Required work
**a)** Retype the part of the account of projecting messages onto the border wall prototypes from "On Saturday, November" up to and including "high concrete slabs.", keeping every word and mark unchanged.
**b)** Extend the account of projecting messages onto the border wall prototypes by writing what comes after its final sentence.

Text block
>> BEGIN
On Saturday, November 18, 2017 at dusk, we hacked the
border. From our position on the Mexican side of the  international
border–in the Las Torres neighborhood of Tijuana–we projected light graffiti
across the  international border into the United States, and onto the
eight prototypes of President Donald Trump’s newly  envisioned 30-foot
high border wall. We were a group of artists and activists, and our
performative action was  intended as an intervention in the 150-foot
no-man’s land of the international border, and to participate in the 
absurd political theatre of Trump’s wall. 

From the Mexican side of the border, we used a theatre lamp
to project messages and images onto Trump’s  30-foot high concrete slabs.
The messages we projected–“refugees welcome here” and “no one
is illegal”–are  iconic as the values that our nation ostensibly
exists to defend: the rule of law, the welcoming of refugees, the  values
of human rights. Other designs played with the construction of illegality and
criminality that is  associated with border crossing: one design showed a
man climbing the wall while the message read  “¡Llégale!” or
“Come on in” while the double “l” and exclamation points
created a visual pun on “illegal.” A  giant ladder and a figure
of a luche libre mask playfully deflated the rhetoric of power expressed in
the  massive 30-foot concrete prototype border walls.
>> END
Rows
>> BEGIN
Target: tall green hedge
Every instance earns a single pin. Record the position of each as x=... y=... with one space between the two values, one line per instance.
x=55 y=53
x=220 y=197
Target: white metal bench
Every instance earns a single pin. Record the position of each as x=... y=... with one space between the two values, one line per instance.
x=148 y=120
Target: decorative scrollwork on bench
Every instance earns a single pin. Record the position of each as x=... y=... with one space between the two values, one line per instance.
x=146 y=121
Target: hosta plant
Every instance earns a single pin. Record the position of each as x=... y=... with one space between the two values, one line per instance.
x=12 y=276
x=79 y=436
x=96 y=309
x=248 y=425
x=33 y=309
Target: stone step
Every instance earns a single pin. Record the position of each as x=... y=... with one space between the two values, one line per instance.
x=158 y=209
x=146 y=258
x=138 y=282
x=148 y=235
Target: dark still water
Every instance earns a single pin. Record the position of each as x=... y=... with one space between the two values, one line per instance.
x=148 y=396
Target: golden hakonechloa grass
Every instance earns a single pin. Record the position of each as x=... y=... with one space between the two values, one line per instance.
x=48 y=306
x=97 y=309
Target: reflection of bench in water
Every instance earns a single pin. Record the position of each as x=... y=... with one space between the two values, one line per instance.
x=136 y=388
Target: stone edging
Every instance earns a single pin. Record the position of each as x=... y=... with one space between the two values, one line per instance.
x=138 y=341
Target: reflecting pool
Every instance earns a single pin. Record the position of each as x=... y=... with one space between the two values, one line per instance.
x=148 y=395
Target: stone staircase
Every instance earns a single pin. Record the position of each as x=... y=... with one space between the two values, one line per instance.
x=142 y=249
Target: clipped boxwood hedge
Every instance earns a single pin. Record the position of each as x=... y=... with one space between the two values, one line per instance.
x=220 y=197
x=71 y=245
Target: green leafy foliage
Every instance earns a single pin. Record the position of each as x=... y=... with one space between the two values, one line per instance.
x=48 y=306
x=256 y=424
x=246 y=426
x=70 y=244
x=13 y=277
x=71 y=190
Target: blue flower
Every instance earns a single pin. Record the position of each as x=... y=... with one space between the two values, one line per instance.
>> END
Responses in order
**a)**
On Saturday, November 18, 2017 at dusk, we hacked the
border. From our position on the Mexican side of the  international
border–in the Las Torres neighborhood of Tijuana–we projected light graffiti
across the  international border into the United States, and onto the
eight prototypes of President Donald Trump’s newly  envisioned 30-foot
high border wall. We were a group of artists and activists, and our
performative action was  intended as an intervention in the 150-foot
no-man’s land of the international border, and to participate in the 
absurd political theatre of Trump’s wall. 

From the Mexican side of the border, we used a theatre lamp
to project messages and images onto Trump’s  30-foot high concrete slabs.

**b)**
The position from which we projected, in Mexico, reflected
the literal expulsion of dissenting voices in US political discourse: the
public was not allowed to express this critique in the United States at the
prototype site. About four square miles of the prototype site was fenced off by
the San Diego Sheriff’s Department in anticipation of public protests that
might have interrupted the construction, and the public is to this day not
allowed to approach the site without permission and a border patrol guide. Like
the refugees and immigrants that our messages referred to, American values are
now under threat of expulsion by a government and border security apparatus
that plays on fear and xenophobia and operates under the assumption that might
makes right. 

As a spectacle, and as political theatre, the Trump border
wall prototypes were in many ways the perfect  symbol of a presidency that
operates through drama and distraction to turn the American public into
passive  spectators. Our action entered into the spectacle, using theatre
to problematize and reconfigure the relations of power that the Trump
administration has used to divide the populace and to brutalize and silence his
critics. Our playful gesture participated in the spectacle of the
official construction and testing of the border wall  prototypes. Our
action was intended to reveal the prototype project for what it was–political
theatre. We  used artistic form and content to drive this point home. We
used light projections, drawing upon the work of  feminist contemporary
artists Barbara Kruger and Jenny Holzer and their use of advertising aesthetics
and  messaging in public space. Situated on the site of most costly
international border infrastructure in the world,  our intervention
clarified the contradictions of border militarization: multibillion dollar
expenditures on materials, construction, the latest surveillance technology could
be defeated by the simplicity of light waves  passing effortlessly through
the atmosphere.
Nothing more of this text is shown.